## PROBLEM REQUIREMENTS
Copy the lines below word for word, from the first line through the line containing "Outline every instance".

--- Start of DATA FOR THIS TASK ---

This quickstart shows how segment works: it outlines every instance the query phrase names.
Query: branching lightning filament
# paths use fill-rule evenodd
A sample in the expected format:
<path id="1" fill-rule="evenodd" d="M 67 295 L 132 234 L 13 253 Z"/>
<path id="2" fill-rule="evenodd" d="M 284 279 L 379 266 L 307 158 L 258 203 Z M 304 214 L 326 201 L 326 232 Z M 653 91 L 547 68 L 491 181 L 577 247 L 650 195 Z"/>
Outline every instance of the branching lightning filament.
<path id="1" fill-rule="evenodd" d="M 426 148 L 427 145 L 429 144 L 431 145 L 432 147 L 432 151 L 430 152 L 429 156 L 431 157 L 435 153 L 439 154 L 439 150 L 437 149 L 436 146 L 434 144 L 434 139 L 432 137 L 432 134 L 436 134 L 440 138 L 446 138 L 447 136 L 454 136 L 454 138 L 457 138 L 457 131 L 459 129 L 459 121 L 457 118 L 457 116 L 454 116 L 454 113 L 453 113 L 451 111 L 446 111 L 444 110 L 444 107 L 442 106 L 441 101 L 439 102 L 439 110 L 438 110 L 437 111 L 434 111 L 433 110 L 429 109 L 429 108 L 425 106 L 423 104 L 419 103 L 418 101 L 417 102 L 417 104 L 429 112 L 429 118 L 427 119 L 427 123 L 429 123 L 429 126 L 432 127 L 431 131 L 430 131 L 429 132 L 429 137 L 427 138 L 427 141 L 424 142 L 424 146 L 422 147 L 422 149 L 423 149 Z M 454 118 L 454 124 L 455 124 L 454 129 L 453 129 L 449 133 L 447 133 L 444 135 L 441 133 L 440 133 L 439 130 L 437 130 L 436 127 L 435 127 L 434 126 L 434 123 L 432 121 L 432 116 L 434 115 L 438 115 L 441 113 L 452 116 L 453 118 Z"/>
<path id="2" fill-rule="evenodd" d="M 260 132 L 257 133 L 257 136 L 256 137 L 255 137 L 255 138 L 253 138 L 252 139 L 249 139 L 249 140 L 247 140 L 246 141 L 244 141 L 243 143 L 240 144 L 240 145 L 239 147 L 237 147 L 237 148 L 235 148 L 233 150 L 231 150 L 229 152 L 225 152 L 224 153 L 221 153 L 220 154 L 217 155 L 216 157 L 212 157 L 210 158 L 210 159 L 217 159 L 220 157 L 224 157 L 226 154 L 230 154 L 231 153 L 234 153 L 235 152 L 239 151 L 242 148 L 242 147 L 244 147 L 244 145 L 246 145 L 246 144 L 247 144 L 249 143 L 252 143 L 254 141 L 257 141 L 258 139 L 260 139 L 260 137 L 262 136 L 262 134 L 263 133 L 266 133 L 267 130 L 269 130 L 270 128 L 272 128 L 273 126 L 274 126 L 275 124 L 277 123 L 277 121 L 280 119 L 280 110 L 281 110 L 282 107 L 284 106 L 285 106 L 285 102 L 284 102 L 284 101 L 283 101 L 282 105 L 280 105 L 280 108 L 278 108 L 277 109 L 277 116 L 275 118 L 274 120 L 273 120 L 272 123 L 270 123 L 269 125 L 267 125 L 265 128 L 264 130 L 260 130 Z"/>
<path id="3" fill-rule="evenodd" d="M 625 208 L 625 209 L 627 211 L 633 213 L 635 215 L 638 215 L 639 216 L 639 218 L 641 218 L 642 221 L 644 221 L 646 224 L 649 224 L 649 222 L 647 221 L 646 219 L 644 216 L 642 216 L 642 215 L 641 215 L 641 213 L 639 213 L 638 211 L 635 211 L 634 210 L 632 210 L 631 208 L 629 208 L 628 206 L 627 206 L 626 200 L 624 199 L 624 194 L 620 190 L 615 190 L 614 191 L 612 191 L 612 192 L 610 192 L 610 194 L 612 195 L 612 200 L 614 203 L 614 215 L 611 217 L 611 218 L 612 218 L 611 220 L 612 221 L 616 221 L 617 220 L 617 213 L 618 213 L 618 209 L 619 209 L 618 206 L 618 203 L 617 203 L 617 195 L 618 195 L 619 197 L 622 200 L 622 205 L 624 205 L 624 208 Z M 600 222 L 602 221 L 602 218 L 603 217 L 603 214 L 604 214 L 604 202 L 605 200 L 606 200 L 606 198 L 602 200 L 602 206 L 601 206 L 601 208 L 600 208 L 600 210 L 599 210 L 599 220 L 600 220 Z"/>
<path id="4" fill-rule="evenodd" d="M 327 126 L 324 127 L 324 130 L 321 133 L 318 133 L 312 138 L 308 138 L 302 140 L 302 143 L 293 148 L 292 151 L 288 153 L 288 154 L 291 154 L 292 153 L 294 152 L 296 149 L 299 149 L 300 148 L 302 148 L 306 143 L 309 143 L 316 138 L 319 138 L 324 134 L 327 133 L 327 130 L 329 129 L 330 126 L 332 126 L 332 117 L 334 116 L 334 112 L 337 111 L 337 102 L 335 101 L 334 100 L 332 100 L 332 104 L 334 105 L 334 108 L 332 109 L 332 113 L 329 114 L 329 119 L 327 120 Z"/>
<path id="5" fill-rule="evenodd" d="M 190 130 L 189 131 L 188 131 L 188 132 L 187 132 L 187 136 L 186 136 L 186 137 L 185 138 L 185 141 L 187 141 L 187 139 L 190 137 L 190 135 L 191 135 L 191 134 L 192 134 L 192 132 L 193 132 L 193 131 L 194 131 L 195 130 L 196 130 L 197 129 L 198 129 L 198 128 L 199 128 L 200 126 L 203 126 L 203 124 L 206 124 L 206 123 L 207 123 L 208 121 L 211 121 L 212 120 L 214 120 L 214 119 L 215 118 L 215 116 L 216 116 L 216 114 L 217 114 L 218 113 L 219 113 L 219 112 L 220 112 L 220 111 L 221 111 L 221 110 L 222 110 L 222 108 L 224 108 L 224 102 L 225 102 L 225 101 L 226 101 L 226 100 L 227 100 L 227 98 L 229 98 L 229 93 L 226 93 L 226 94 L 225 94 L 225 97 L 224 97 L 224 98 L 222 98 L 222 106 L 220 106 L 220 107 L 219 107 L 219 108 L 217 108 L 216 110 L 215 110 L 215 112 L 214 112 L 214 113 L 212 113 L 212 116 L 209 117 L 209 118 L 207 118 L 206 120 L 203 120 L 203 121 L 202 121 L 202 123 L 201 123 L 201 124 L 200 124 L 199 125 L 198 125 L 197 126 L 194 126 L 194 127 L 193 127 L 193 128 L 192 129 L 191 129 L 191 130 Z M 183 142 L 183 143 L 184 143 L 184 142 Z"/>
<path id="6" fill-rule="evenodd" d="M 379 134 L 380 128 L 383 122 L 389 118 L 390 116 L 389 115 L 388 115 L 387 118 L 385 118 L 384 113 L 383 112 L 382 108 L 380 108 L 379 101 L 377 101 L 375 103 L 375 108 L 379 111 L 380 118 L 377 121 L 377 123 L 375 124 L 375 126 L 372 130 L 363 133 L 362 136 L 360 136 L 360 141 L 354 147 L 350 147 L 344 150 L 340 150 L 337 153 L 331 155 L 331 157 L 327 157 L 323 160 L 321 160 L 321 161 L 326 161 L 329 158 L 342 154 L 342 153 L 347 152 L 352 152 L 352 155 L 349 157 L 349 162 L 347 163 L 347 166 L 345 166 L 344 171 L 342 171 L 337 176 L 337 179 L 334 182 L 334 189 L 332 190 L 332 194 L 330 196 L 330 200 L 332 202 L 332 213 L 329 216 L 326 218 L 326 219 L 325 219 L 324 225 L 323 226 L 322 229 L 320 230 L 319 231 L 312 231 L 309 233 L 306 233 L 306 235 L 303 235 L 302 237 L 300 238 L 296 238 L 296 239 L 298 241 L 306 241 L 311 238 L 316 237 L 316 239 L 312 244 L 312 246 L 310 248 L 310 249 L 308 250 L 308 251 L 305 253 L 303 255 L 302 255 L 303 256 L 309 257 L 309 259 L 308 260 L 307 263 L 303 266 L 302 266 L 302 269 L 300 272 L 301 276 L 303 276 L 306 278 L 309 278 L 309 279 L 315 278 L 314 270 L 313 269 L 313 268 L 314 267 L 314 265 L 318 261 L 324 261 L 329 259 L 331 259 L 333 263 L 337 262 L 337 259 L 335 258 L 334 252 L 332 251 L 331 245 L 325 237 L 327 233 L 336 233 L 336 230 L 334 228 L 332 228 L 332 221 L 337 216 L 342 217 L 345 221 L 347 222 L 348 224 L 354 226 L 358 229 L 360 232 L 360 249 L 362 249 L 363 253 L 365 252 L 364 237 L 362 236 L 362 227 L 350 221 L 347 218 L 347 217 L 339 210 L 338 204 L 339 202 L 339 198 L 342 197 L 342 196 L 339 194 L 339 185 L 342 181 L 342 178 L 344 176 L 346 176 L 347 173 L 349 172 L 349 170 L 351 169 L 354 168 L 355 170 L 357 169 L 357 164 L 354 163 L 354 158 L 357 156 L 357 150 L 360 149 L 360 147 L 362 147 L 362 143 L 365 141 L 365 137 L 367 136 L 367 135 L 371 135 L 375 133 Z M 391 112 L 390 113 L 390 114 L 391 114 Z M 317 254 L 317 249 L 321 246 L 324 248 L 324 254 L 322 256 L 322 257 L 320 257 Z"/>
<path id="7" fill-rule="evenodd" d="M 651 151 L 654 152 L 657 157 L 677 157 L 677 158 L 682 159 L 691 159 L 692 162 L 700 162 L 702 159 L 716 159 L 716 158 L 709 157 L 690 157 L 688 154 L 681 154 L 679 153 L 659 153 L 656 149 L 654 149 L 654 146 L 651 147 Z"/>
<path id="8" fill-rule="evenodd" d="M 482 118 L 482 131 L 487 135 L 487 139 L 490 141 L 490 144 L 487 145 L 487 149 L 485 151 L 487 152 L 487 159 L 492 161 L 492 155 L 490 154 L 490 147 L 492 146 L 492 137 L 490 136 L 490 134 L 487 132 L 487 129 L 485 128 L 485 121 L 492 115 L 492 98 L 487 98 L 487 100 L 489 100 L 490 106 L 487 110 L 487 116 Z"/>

--- End of DATA FOR THIS TASK ---

## THE RESPONSE
This quickstart shows how segment works: it outlines every instance the query phrase names.
Query: branching lightning filament
# paths use fill-rule evenodd
A sample in the expected format:
<path id="1" fill-rule="evenodd" d="M 67 295 L 132 234 L 13 253 Z"/>
<path id="2" fill-rule="evenodd" d="M 284 279 L 379 266 L 307 158 L 258 203 Z M 304 214 L 326 201 L 326 232 Z M 653 91 L 547 68 L 491 181 L 577 247 L 650 195 Z"/>
Outline every instance of the branching lightning filament.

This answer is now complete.